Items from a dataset
______

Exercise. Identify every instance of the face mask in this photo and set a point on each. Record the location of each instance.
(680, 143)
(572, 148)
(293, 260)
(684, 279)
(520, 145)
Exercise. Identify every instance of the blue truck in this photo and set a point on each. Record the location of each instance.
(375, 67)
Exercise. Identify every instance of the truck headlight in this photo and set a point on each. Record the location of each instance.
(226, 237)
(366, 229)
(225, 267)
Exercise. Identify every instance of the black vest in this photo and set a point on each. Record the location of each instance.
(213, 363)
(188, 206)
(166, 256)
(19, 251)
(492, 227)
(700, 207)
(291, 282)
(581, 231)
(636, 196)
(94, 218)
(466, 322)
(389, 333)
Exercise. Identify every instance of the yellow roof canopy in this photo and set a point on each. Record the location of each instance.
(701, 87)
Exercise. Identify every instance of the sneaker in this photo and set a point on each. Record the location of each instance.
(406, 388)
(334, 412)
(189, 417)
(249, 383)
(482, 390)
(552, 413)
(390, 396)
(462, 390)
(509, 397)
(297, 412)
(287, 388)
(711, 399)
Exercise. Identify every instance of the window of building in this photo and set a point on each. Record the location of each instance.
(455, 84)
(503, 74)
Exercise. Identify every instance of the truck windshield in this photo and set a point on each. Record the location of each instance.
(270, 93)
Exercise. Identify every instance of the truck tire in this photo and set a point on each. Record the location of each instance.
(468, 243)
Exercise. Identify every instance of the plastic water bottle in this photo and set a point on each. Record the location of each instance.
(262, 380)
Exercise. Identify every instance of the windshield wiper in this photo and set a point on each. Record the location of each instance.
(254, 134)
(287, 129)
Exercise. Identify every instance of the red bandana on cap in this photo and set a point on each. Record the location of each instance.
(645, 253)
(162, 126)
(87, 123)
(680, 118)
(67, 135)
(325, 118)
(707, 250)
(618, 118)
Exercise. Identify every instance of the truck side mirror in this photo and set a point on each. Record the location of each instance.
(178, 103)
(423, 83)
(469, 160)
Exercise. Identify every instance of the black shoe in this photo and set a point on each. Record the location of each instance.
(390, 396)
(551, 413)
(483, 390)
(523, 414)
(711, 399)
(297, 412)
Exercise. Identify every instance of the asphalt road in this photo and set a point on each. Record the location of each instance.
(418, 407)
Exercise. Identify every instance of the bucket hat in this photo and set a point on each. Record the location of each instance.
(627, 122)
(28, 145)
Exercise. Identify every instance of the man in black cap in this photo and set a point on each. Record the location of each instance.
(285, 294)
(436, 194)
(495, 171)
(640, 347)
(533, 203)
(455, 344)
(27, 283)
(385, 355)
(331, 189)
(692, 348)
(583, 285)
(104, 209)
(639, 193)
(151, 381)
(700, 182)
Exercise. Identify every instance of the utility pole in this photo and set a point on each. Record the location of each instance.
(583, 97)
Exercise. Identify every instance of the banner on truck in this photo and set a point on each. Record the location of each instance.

______

Task prompt
Output the lines above verbatim and in full.

Answer for the task
Exercise. Identify every instance of the face mask in this photo and set a point on each. Record the location of each instance.
(680, 143)
(572, 148)
(293, 260)
(684, 279)
(520, 145)
Exercise. Identify every instance of the blue truck in this photo and set a point on each. Record the location of each instance.
(375, 67)
Exercise. Identify every instance of the truck headlight in this photo and set a point on each. Record the location of each instance.
(226, 237)
(366, 229)
(225, 267)
Exercise. Identify every instance of the black vest in this photo and set a point on each. Record the location of each instance.
(213, 363)
(188, 206)
(166, 256)
(19, 251)
(492, 227)
(700, 207)
(291, 282)
(581, 231)
(636, 196)
(94, 218)
(466, 322)
(389, 333)
Exercise. Identify every instance of the yellow roof canopy in this photo and set a point on each. Record the location of each instance.
(701, 87)
Exercise. Identify every instance of the sneaker in this photo and set a point on each. Record the location of each instance.
(406, 388)
(334, 412)
(189, 417)
(249, 383)
(482, 390)
(552, 413)
(390, 396)
(462, 390)
(509, 397)
(297, 412)
(287, 388)
(711, 399)
Exercise. Identify every instance of the window of building in this photo and set a point on each. Record the location of each instance.
(455, 84)
(503, 74)
Exercise. Identify every instance of the truck windshield in this photo and set a point on each. Record the location of each instance.
(270, 93)
Exercise. Identify every instance of the truck tire in this photo and set a point on each. Record the location of each instance.
(468, 243)
Exercise. Identify every instance of the plastic water bottle in this photo and set a point on each. Record the location of each instance.
(262, 380)
Exercise. Identify every instance of the windshield wiper in this photo and set a point on each. Record the location of each instance.
(254, 134)
(287, 129)
Exercise. Identify every instance of the red bandana on cap in this photo and set a point on each. Record the location of each instance.
(645, 253)
(162, 126)
(87, 123)
(680, 118)
(67, 135)
(325, 118)
(707, 250)
(618, 118)
Exercise. Identify every instance of the truck side mirror in this photo and set a point on each. Record the location of each instance.
(178, 103)
(423, 83)
(469, 160)
Exercise. Identify every instance of the black shoe in this photo and set a point on each. Record the location of each instance.
(390, 396)
(551, 413)
(483, 390)
(523, 414)
(711, 399)
(297, 412)
Exercise. Identify every instance of the asphalt road in this photo and set a point on each. Record the location of each instance.
(418, 407)
Exercise. Identify every instance of the bucket hat in this photo and set a point on each. Record the location of each instance.
(627, 122)
(28, 145)
Exercise. Identify every instance of the man in black cap in this photo and set a point on each. Record the location of each instance.
(285, 294)
(436, 194)
(495, 171)
(640, 347)
(533, 203)
(455, 344)
(27, 283)
(385, 355)
(331, 189)
(692, 348)
(583, 285)
(104, 209)
(639, 193)
(151, 381)
(700, 182)
Exercise. Identify every instance of the utility pole in this photo and set a point on each. Record the location of each instance.
(583, 97)
Exercise. Identify every instance of the banner on truck in this photo and set a point on each. Record the location of each instance.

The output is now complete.